___ EXCERPTED DATA

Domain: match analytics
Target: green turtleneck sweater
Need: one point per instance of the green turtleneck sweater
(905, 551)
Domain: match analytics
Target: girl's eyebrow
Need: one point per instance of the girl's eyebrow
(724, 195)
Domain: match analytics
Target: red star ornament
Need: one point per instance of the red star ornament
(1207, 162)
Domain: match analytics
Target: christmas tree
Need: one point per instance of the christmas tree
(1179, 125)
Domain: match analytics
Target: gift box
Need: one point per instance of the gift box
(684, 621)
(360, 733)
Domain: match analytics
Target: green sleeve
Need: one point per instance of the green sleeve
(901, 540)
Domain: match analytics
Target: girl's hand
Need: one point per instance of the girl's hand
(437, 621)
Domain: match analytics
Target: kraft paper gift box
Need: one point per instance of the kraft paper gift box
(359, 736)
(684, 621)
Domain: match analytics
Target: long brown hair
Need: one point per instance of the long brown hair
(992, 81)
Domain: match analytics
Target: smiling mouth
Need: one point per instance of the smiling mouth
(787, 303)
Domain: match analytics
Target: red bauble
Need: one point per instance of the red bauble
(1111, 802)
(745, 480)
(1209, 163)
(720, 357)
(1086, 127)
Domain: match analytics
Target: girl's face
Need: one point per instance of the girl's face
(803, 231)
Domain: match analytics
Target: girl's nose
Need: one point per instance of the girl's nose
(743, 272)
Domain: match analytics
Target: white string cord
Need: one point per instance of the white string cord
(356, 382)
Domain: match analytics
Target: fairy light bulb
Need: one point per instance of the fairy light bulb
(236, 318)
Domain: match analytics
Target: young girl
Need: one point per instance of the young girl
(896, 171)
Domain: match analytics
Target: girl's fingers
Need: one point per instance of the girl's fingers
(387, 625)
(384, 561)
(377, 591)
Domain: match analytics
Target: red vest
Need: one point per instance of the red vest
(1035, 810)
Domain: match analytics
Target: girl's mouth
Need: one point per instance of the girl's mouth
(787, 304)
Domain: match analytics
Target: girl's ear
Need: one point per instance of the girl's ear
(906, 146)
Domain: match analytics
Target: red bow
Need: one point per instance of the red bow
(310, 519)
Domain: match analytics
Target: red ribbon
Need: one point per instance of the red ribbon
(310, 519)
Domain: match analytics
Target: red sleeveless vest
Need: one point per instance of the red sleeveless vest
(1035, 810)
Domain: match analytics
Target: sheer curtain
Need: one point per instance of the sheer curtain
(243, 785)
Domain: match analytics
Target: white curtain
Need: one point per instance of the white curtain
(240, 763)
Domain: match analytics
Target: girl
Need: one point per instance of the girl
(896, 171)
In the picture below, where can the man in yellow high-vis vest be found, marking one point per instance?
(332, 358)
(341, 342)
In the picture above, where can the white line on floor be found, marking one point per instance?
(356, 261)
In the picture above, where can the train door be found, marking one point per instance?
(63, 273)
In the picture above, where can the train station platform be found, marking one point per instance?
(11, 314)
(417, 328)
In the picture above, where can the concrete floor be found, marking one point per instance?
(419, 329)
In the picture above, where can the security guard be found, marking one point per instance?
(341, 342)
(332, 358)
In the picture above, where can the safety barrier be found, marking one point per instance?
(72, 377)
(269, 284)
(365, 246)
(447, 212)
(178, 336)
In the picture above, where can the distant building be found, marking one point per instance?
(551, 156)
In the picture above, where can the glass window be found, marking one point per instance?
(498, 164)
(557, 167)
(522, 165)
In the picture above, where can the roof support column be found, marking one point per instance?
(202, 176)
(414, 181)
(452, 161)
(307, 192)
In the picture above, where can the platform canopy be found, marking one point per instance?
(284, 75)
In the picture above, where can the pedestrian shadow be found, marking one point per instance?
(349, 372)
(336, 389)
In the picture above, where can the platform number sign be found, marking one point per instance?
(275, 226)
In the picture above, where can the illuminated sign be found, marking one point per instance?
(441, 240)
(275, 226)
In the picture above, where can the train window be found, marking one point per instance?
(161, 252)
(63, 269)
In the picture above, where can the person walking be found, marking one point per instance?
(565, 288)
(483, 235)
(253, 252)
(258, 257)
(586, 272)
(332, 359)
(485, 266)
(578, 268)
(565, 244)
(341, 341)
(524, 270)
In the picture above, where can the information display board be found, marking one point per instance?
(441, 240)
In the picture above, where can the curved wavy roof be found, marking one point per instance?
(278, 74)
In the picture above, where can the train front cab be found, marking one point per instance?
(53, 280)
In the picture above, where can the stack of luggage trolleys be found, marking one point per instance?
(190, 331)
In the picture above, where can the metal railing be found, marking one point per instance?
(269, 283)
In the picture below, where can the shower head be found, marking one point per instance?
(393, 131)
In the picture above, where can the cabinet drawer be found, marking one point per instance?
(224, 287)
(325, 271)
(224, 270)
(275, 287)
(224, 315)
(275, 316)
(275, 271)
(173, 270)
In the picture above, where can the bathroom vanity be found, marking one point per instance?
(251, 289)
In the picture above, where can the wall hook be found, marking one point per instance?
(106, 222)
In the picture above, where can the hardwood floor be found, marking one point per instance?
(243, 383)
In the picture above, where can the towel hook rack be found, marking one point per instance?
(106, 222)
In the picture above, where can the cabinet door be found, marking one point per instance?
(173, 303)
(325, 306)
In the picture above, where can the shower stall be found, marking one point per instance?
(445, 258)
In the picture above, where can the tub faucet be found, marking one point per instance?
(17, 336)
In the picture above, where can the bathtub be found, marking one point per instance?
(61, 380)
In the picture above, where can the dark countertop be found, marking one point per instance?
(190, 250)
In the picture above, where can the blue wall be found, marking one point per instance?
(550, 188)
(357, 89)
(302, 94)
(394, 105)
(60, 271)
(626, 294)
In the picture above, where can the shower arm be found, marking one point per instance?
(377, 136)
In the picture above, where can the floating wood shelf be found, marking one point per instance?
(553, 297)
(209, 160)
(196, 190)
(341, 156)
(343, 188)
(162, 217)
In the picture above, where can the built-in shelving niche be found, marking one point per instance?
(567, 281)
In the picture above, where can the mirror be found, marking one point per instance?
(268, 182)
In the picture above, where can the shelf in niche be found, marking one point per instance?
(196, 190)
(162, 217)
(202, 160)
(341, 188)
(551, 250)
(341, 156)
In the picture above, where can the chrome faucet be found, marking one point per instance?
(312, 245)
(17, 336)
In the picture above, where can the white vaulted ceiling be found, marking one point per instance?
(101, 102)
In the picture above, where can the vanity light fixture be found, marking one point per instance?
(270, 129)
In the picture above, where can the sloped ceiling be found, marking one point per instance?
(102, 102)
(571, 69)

______

# [YOUR TASK]
Could you write out all the items above again, swapping "turtleneck" for "crewneck" wherever it appears and leaving everything else unchanged?

# [WORKED SOLUTION]
Domain: match analytics
Target: green crewneck sweater
Need: one point per instance of the green crewneck sweater
(905, 551)
Domain: match analytics
Target: girl's eyebrow
Need: one point per instance of the girl's eyebrow
(724, 195)
Domain: match analytics
Target: red star ornament
Need: one point per instance of the red star ornament
(1207, 162)
Domain: match analytics
Target: christmas tree
Need: one point per instance of the christmas tree
(1179, 125)
Domain: match analytics
Target: gift box
Need: one point per instance of the gift box
(684, 621)
(360, 733)
Domain: match analytics
Target: green sleeve
Need: one point per instance of the green sleeve
(901, 540)
Domain: match analytics
Target: girl's hand
Need: one point per instance of the girl's hand
(437, 621)
Domain: match analytics
Target: kraft paper gift box
Need: one point per instance of the kraft paper gift box
(359, 736)
(684, 621)
Domain: match analytics
Target: long brown hair
Need: one point per instance of the long brown hair
(992, 81)
Domain: match analytics
Target: smiling mouth
Need: one point per instance of the smiling mouth
(787, 303)
Domain: match analytics
Target: red bauble
Need: one point per instance of the red bauble
(1111, 802)
(745, 480)
(1209, 163)
(720, 357)
(1086, 127)
Domain: match analytics
Target: girl's face
Need: one point per instance of the girl's face
(803, 231)
Domain: match analytics
Target: girl's nose
Need: one point per instance of the girl's nose
(743, 272)
Domain: match analytics
Target: white string cord
Need: one point per instance of the white string cord
(356, 382)
Domain: match analytics
Target: fairy light bulb
Need: one point per instance of the fairy light bulb
(236, 318)
Domain: match analytics
Target: young girl
Need: one point per instance of the young girl
(896, 171)
Domain: match analytics
Target: girl's fingers
Need: one point per instance of the girl's fingers
(387, 625)
(384, 561)
(377, 591)
Domain: match analytics
Target: red vest
Need: one point per instance of the red vest
(1035, 810)
Domain: match analytics
Target: girl's mouth
Need: one point per instance of the girl's mouth
(787, 304)
Domain: match analytics
Target: girl's ear
Need: one point per instance of the girl's ear
(906, 146)
Domain: match analytics
Target: red bow
Need: one point per instance of the red bow
(310, 519)
Domain: match analytics
Target: red ribbon
Need: one point per instance of the red ribbon
(310, 519)
Domain: match analytics
Target: red sleeveless vest
Need: one point per instance of the red sleeveless vest
(1035, 810)
Domain: match analytics
Target: sheer curtain
Need: one point per instance of the sheer curtain
(243, 785)
Domain: match analytics
Target: white curtain
Need: one point per instance of the white curtain
(240, 763)
Domain: match analytics
Target: girl
Need: one point per instance of the girl
(896, 171)
In the picture below, where can the man in yellow high-vis vest be found, marking one point per instance?
(332, 358)
(341, 342)
In the picture above, where can the white line on floor be found, marking one point per instance?
(356, 261)
In the picture above, where can the train door be found, marking one point per instance?
(63, 273)
In the picture above, where can the train station platform be found, marking one point per instance?
(11, 314)
(417, 328)
In the picture above, where can the concrete floor be found, marking one point per instance?
(419, 329)
In the picture above, where can the security guard be found, marking one point per instance?
(341, 342)
(332, 358)
In the picture above, where can the safety barrier be found, marking one point per instance?
(72, 377)
(269, 284)
(365, 246)
(447, 212)
(178, 336)
In the picture above, where can the distant building be found, marking one point per instance?
(551, 156)
In the picture above, where can the glass window be found, marking one point per instance?
(498, 164)
(557, 167)
(522, 165)
In the picture above, where can the roof support column be found, marking one point per instance?
(202, 176)
(414, 181)
(452, 161)
(307, 192)
In the picture above, where can the platform canopy be found, marking one point per instance?
(284, 75)
In the picture above, where can the pedestrian shadow be found, marking one point per instance?
(349, 372)
(336, 389)
In the picture above, where can the platform number sign be found, marking one point per instance?
(275, 226)
In the picture above, where can the illuminated sign be found, marking one point per instance?
(441, 240)
(275, 226)
In the picture above, where can the train window be found, marking one point per instance?
(161, 252)
(63, 269)
In the picture above, where can the person walking be found, marking one point per instance?
(565, 288)
(483, 235)
(253, 252)
(258, 257)
(586, 272)
(332, 359)
(485, 266)
(578, 268)
(565, 244)
(341, 341)
(524, 270)
In the picture above, where can the information display board be found, marking one point per instance?
(441, 240)
In the picture above, where can the curved wavy roof be found, marking one point per instance?
(278, 74)
In the picture above, where can the train front cab be found, marking one point per instance?
(53, 280)
In the picture above, where can the stack of luggage trolleys be found, marking one point per instance?
(190, 331)
In the picture above, where can the metal railing be found, marking one point per instance?
(269, 283)
In the picture below, where can the shower head be found, marking one point per instance?
(393, 131)
In the picture above, where can the cabinet drawer be found, marking one point per instance?
(224, 287)
(325, 271)
(224, 270)
(275, 287)
(224, 315)
(275, 316)
(275, 271)
(173, 270)
In the picture above, where can the bathroom vanity be found, marking one point per instance?
(251, 289)
In the picture above, where can the wall hook be found, marking one point per instance?
(106, 222)
In the picture above, where can the hardwood floor be found, marking one point per instance?
(243, 383)
In the picture above, where can the towel hook rack be found, marking one point per instance?
(106, 222)
In the picture above, where can the cabinet door be found, marking one point per instance?
(173, 303)
(325, 306)
In the picture above, where can the shower stall be found, marking one point per instance?
(445, 258)
In the picture above, where can the tub faucet be found, marking one point per instance?
(17, 336)
In the picture above, where can the bathtub be found, marking one point per instance?
(61, 380)
In the picture above, where can the dark countertop be found, marking one point per instance?
(190, 250)
In the picture above, where can the blue wall be found, marking one point per instance?
(550, 188)
(357, 89)
(302, 94)
(394, 105)
(60, 271)
(626, 294)
In the picture above, where can the shower arm be found, marking one point per instance?
(377, 136)
In the picture above, where can the floating wood shelf be found, marking one point per instance?
(553, 297)
(209, 160)
(196, 190)
(341, 156)
(343, 188)
(162, 217)
In the picture above, where can the built-in shelving niche be found, marking one point per instance?
(567, 281)
In the picture above, where can the mirror be found, marking one point per instance?
(268, 182)
In the picture above, where can the shelf in niche be found, marking one point per instance?
(196, 190)
(162, 217)
(202, 160)
(341, 188)
(551, 250)
(341, 156)
In the picture above, where can the chrome faucet be found, marking one point per instance?
(312, 245)
(17, 336)
In the picture above, where can the white vaulted ceiling be found, marking one point per instance?
(101, 102)
In the picture above, where can the vanity light fixture be found, marking one point per instance?
(270, 129)
In the picture above, where can the sloped ceiling be found, marking one point per instance?
(102, 102)
(571, 69)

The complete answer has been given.